:: RECORDS SHOWN ::
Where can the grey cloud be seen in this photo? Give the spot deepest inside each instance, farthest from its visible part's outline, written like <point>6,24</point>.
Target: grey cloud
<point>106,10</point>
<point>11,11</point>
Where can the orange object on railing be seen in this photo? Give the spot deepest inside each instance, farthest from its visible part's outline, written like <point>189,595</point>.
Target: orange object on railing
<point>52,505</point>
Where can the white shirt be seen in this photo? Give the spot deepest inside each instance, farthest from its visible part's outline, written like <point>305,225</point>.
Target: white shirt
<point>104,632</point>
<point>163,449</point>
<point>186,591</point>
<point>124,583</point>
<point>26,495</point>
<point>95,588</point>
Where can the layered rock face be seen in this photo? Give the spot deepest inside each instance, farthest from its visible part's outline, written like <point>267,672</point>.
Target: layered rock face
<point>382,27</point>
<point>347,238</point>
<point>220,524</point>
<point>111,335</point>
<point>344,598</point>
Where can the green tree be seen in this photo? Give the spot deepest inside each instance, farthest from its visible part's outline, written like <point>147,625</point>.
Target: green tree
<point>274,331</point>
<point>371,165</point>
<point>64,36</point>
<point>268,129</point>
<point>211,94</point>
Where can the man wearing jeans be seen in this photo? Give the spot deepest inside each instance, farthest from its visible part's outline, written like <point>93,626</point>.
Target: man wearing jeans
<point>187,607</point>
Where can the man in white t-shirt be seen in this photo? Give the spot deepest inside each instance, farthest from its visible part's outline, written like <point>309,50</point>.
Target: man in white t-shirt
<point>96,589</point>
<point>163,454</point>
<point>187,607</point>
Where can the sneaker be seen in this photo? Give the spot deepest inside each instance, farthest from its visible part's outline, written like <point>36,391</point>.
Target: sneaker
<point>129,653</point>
:::
WHAT TO PRODUCE. Beginning with the line that contains "Target: man in white t-shirt", output each line of the listing above through the last one, exactly and with nothing added.

ANSWER BOX.
Target: man in white t-shirt
<point>96,589</point>
<point>163,454</point>
<point>187,607</point>
Where can the sneaker be seen in this photo? Give the spot deepest inside each instance, farthest from its visible part's outline, written like <point>36,391</point>.
Target: sneaker
<point>129,653</point>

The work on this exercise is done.